═════ Information ═════
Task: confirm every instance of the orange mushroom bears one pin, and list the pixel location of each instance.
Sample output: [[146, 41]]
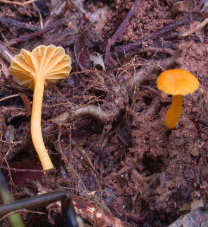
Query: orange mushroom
[[45, 64], [176, 82]]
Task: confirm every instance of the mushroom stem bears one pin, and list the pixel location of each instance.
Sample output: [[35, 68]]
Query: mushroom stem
[[174, 112], [36, 131]]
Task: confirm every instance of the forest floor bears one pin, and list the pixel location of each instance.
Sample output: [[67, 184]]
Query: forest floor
[[104, 126]]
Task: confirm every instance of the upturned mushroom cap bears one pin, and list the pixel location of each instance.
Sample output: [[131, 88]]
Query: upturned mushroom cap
[[177, 82], [50, 62]]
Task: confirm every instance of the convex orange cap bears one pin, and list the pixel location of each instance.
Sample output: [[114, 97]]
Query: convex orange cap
[[177, 82]]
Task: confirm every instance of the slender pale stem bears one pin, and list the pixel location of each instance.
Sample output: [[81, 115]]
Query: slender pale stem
[[174, 112], [36, 131]]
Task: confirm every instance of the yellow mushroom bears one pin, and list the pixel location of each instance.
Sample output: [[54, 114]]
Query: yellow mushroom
[[176, 82], [45, 64]]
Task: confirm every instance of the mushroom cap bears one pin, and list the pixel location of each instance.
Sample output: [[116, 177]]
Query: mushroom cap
[[50, 62], [177, 82]]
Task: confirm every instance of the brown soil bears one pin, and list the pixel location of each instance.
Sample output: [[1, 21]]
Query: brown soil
[[119, 155]]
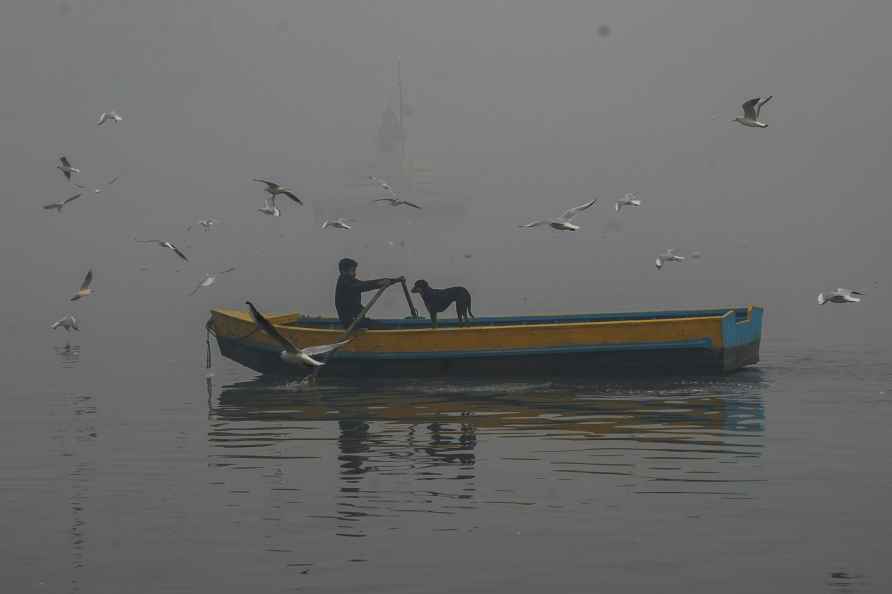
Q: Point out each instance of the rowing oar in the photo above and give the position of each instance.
(350, 329)
(409, 300)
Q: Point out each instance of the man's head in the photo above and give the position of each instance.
(348, 266)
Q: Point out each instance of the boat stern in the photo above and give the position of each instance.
(741, 338)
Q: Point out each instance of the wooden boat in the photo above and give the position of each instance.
(704, 341)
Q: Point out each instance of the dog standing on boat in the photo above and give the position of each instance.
(437, 300)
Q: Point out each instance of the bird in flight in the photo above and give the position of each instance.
(751, 111)
(165, 244)
(109, 116)
(210, 279)
(290, 352)
(627, 200)
(840, 296)
(338, 224)
(57, 206)
(206, 224)
(382, 184)
(563, 222)
(66, 168)
(668, 256)
(270, 208)
(68, 323)
(275, 189)
(396, 202)
(85, 290)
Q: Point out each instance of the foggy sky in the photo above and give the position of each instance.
(519, 106)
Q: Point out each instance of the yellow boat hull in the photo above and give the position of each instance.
(718, 340)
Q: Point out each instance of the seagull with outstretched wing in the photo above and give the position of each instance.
(290, 352)
(57, 206)
(165, 244)
(275, 189)
(563, 222)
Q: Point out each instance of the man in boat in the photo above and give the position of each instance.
(348, 294)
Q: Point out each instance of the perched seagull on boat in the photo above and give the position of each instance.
(109, 116)
(85, 290)
(210, 279)
(840, 296)
(165, 244)
(100, 188)
(382, 184)
(57, 206)
(668, 256)
(627, 200)
(751, 111)
(66, 167)
(275, 189)
(68, 323)
(397, 202)
(338, 224)
(291, 353)
(206, 224)
(562, 223)
(270, 207)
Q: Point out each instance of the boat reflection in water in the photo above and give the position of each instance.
(447, 448)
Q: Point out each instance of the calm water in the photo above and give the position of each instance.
(128, 478)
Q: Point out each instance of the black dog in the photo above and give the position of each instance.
(437, 300)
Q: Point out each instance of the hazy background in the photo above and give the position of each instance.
(519, 105)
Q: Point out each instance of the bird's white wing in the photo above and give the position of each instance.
(533, 224)
(268, 183)
(572, 212)
(177, 251)
(324, 348)
(87, 280)
(749, 108)
(293, 196)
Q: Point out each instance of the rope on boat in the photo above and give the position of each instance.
(209, 329)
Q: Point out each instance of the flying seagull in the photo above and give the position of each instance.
(668, 256)
(751, 111)
(57, 206)
(627, 200)
(397, 202)
(165, 244)
(66, 167)
(275, 189)
(563, 222)
(206, 224)
(68, 323)
(338, 224)
(209, 279)
(109, 116)
(290, 352)
(100, 188)
(270, 207)
(840, 296)
(382, 184)
(85, 290)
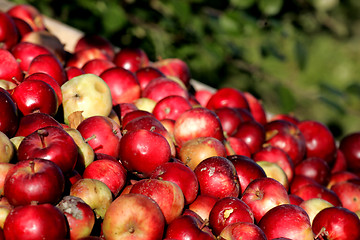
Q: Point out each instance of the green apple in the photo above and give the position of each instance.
(87, 93)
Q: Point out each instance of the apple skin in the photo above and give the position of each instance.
(242, 230)
(196, 150)
(263, 194)
(229, 210)
(42, 221)
(103, 134)
(35, 180)
(197, 122)
(110, 172)
(9, 120)
(319, 140)
(217, 177)
(294, 224)
(51, 143)
(142, 151)
(181, 175)
(247, 170)
(79, 215)
(133, 216)
(187, 227)
(337, 223)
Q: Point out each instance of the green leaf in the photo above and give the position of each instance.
(270, 7)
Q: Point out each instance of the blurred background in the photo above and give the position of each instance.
(299, 56)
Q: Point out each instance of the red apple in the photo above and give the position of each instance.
(197, 122)
(168, 195)
(110, 172)
(142, 151)
(9, 119)
(196, 150)
(146, 74)
(181, 175)
(319, 140)
(336, 223)
(217, 177)
(133, 216)
(35, 221)
(287, 220)
(9, 67)
(79, 216)
(51, 143)
(123, 85)
(131, 59)
(263, 194)
(228, 97)
(247, 170)
(229, 210)
(162, 87)
(35, 96)
(102, 133)
(34, 180)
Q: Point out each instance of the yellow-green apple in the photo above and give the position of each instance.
(168, 195)
(263, 194)
(35, 221)
(217, 177)
(133, 216)
(102, 133)
(79, 215)
(229, 210)
(51, 143)
(196, 150)
(287, 220)
(35, 180)
(94, 193)
(87, 93)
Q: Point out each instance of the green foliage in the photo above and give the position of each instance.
(299, 56)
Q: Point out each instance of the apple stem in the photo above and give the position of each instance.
(90, 138)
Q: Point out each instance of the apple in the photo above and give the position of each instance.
(35, 221)
(145, 74)
(123, 85)
(181, 175)
(229, 210)
(102, 133)
(35, 180)
(162, 87)
(295, 223)
(228, 97)
(9, 35)
(142, 151)
(35, 96)
(196, 150)
(79, 215)
(247, 170)
(87, 93)
(133, 216)
(171, 107)
(197, 122)
(336, 223)
(131, 59)
(187, 227)
(242, 230)
(9, 67)
(110, 172)
(217, 177)
(25, 52)
(168, 195)
(93, 192)
(263, 194)
(319, 140)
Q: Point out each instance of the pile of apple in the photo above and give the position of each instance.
(102, 143)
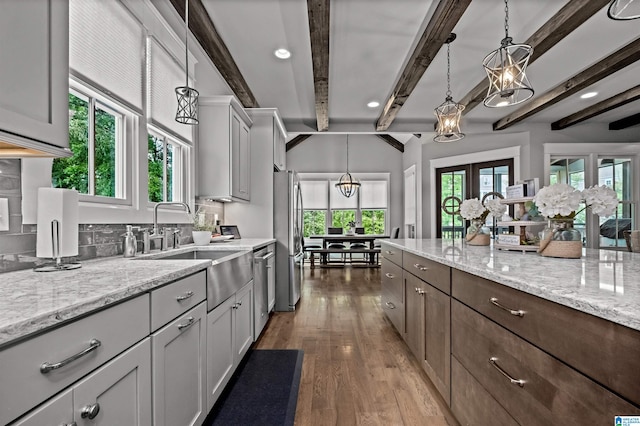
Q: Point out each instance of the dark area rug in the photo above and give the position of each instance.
(262, 391)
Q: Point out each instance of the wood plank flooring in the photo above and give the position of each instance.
(357, 370)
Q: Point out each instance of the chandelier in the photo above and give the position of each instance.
(506, 70)
(187, 97)
(348, 185)
(624, 10)
(449, 112)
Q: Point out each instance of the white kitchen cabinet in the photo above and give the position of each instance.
(224, 149)
(179, 370)
(35, 74)
(229, 337)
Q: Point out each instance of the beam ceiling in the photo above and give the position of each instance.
(441, 24)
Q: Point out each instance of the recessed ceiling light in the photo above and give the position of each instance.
(282, 53)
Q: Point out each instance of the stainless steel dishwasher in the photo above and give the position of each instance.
(260, 288)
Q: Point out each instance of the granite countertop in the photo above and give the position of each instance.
(604, 283)
(33, 301)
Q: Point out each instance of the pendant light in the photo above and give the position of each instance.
(506, 70)
(449, 112)
(624, 10)
(187, 97)
(347, 185)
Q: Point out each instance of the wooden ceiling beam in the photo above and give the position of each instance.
(296, 141)
(613, 102)
(571, 16)
(623, 57)
(205, 32)
(441, 24)
(623, 123)
(319, 15)
(392, 141)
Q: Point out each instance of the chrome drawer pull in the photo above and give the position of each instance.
(518, 313)
(513, 381)
(47, 366)
(185, 296)
(189, 322)
(419, 266)
(90, 411)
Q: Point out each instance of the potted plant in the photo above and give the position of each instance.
(202, 228)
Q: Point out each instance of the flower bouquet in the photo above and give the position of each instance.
(560, 203)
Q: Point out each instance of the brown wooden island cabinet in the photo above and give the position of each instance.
(500, 356)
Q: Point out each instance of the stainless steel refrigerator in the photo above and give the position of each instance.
(287, 227)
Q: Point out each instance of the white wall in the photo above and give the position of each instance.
(326, 153)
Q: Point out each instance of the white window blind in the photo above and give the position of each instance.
(339, 201)
(373, 194)
(106, 45)
(164, 75)
(314, 194)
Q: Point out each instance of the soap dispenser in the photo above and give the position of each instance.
(130, 245)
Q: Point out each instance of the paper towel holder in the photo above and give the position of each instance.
(55, 246)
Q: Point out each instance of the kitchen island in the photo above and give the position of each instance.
(516, 338)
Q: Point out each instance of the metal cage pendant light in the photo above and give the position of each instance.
(624, 10)
(506, 69)
(187, 112)
(348, 185)
(449, 113)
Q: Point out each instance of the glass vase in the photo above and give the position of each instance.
(560, 239)
(477, 233)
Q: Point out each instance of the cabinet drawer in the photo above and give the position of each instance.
(23, 386)
(600, 349)
(550, 393)
(176, 298)
(392, 280)
(391, 253)
(471, 403)
(436, 274)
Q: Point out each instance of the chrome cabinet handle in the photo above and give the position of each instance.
(47, 366)
(518, 313)
(185, 296)
(189, 322)
(90, 411)
(513, 381)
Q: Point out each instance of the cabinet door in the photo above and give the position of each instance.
(178, 370)
(35, 70)
(119, 392)
(220, 349)
(437, 348)
(414, 315)
(57, 411)
(243, 321)
(240, 158)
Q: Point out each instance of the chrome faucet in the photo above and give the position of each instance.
(155, 232)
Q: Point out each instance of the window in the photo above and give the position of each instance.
(96, 138)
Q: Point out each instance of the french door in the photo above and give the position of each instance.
(463, 182)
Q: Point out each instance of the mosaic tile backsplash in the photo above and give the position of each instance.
(18, 244)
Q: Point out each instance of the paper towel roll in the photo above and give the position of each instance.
(61, 205)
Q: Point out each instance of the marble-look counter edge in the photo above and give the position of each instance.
(623, 312)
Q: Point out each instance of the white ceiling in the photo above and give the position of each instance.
(370, 41)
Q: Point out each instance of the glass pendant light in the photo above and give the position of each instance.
(348, 185)
(449, 113)
(506, 69)
(187, 97)
(624, 10)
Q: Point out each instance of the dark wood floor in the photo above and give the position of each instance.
(357, 370)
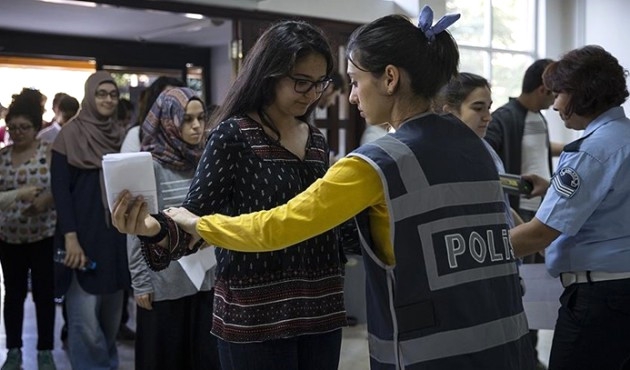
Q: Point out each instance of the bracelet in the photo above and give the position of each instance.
(162, 220)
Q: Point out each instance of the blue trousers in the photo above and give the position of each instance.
(93, 322)
(304, 352)
(592, 331)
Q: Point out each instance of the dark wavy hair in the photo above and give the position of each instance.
(457, 90)
(394, 40)
(592, 77)
(24, 105)
(533, 75)
(273, 56)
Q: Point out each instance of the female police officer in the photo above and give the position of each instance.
(584, 214)
(443, 290)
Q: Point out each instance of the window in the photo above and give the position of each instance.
(49, 76)
(497, 40)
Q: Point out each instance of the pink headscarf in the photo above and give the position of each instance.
(161, 130)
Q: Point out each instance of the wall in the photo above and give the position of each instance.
(220, 74)
(606, 25)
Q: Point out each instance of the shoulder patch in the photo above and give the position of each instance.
(566, 182)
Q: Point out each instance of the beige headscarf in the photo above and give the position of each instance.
(85, 139)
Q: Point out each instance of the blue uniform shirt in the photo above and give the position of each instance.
(589, 200)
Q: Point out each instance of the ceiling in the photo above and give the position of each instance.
(112, 22)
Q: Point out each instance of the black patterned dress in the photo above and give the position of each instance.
(268, 295)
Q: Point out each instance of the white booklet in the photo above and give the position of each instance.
(196, 265)
(131, 171)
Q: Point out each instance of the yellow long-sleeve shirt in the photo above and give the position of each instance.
(350, 186)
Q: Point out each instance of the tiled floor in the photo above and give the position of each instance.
(354, 355)
(354, 345)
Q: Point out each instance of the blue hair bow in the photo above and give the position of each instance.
(425, 22)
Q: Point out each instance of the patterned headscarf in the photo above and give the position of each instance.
(161, 130)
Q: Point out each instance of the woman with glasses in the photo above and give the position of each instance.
(174, 315)
(26, 233)
(272, 310)
(442, 283)
(93, 298)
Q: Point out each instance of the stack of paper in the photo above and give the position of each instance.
(133, 172)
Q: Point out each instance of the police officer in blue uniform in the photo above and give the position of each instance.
(585, 213)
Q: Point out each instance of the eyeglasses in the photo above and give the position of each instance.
(22, 128)
(303, 86)
(103, 94)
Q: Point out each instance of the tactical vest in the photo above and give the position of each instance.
(453, 299)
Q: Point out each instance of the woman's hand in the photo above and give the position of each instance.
(75, 257)
(185, 219)
(131, 216)
(540, 185)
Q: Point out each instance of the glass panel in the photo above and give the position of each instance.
(474, 61)
(513, 24)
(473, 27)
(507, 76)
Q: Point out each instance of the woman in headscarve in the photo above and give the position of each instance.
(174, 315)
(93, 298)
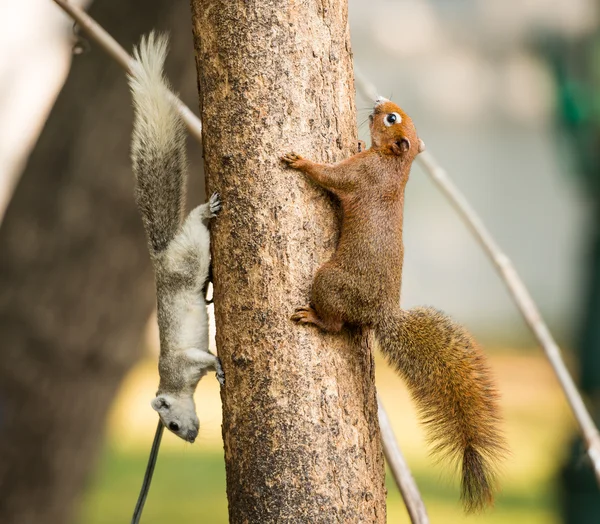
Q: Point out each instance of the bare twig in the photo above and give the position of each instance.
(398, 466)
(515, 285)
(111, 46)
(400, 471)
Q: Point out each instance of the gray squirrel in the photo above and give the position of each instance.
(179, 248)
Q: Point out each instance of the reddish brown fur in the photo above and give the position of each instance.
(360, 286)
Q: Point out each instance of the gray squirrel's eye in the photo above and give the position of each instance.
(391, 119)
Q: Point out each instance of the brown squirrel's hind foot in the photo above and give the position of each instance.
(307, 315)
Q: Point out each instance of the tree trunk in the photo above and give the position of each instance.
(76, 284)
(301, 435)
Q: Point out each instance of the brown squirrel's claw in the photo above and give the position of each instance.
(291, 159)
(304, 315)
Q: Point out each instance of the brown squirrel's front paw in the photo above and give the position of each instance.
(304, 315)
(292, 159)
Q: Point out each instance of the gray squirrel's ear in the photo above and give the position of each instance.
(160, 404)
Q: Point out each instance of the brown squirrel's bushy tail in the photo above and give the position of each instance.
(450, 381)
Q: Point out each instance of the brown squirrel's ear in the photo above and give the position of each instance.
(400, 146)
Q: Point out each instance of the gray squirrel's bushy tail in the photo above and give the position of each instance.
(448, 377)
(158, 144)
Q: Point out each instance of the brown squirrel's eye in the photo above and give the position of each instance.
(391, 119)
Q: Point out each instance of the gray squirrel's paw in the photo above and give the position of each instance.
(214, 204)
(219, 373)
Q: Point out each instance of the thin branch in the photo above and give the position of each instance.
(398, 466)
(515, 285)
(400, 471)
(112, 48)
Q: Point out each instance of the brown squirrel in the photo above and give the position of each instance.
(442, 365)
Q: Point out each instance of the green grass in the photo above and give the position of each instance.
(187, 487)
(190, 487)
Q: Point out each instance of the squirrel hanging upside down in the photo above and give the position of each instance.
(179, 248)
(442, 365)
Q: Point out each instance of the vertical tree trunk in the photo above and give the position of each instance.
(76, 284)
(300, 427)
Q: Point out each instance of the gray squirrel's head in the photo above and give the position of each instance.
(178, 414)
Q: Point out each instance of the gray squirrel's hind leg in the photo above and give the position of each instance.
(211, 208)
(219, 371)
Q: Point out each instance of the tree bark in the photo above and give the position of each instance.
(76, 284)
(300, 428)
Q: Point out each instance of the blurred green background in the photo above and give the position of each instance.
(189, 480)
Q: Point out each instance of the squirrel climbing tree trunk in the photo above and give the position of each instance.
(300, 428)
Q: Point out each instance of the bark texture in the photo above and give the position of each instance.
(76, 284)
(300, 428)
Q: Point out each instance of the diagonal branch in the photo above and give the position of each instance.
(396, 461)
(400, 471)
(515, 285)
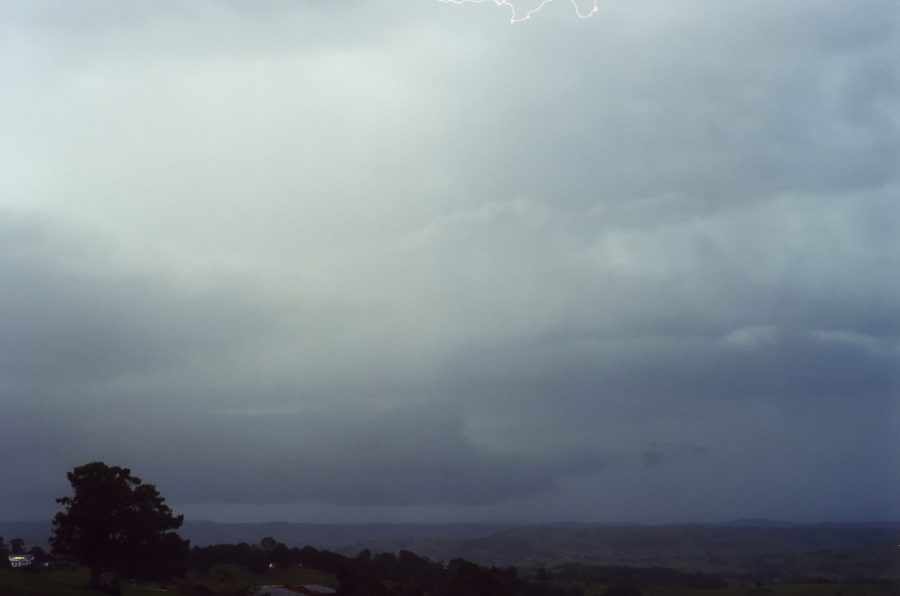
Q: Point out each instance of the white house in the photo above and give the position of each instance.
(20, 560)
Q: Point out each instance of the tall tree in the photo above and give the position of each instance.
(114, 521)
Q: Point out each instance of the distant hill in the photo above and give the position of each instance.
(715, 548)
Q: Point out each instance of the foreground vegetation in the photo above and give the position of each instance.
(242, 569)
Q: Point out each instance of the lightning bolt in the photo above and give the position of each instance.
(512, 7)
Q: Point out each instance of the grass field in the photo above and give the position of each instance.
(221, 579)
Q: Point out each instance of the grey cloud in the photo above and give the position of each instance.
(375, 255)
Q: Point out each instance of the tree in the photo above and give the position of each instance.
(116, 522)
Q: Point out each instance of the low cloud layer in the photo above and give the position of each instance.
(419, 264)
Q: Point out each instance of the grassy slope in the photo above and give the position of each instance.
(223, 579)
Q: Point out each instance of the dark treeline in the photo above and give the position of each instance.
(633, 576)
(401, 574)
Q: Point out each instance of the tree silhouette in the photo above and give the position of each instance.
(116, 522)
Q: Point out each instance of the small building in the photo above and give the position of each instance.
(20, 560)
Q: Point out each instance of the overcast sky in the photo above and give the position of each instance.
(400, 260)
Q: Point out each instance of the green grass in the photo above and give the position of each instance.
(222, 579)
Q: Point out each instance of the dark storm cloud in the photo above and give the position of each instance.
(364, 257)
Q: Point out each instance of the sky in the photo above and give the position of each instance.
(405, 261)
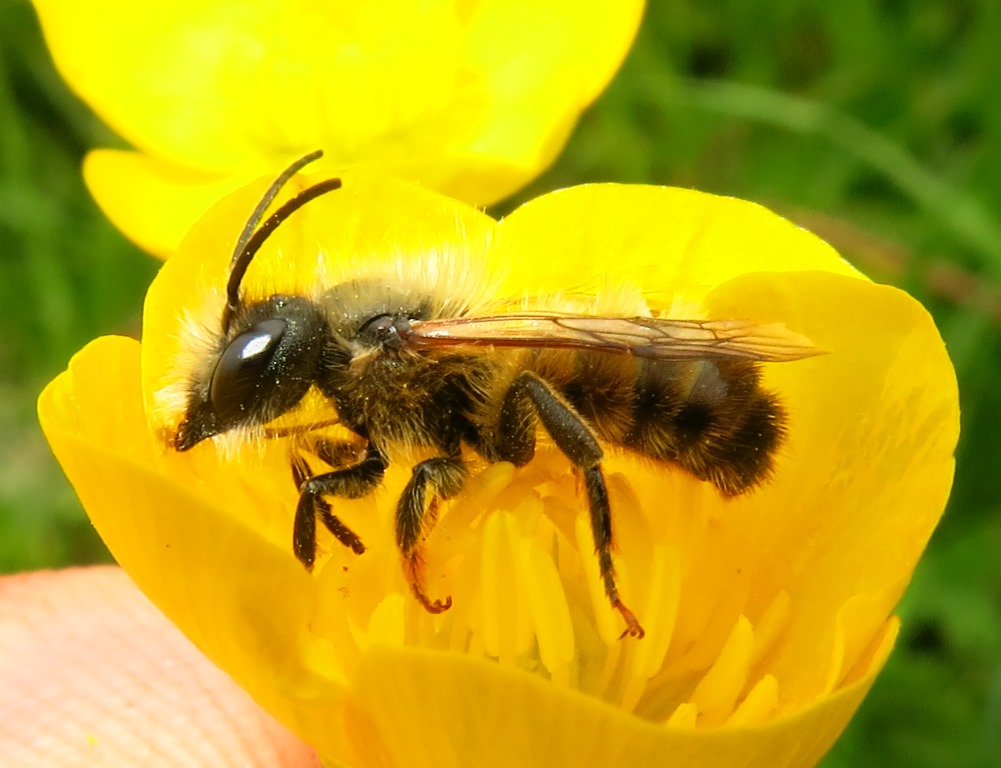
═════
Return each line of the data above that includes the word "output".

Sample output: [[146, 41]]
Sample output: [[35, 68]]
Sample output: [[67, 184]]
Sample output: [[131, 88]]
Sample output: [[114, 97]]
Sample output: [[81, 115]]
Sample output: [[54, 114]]
Sample output: [[116, 177]]
Sample output: [[1, 21]]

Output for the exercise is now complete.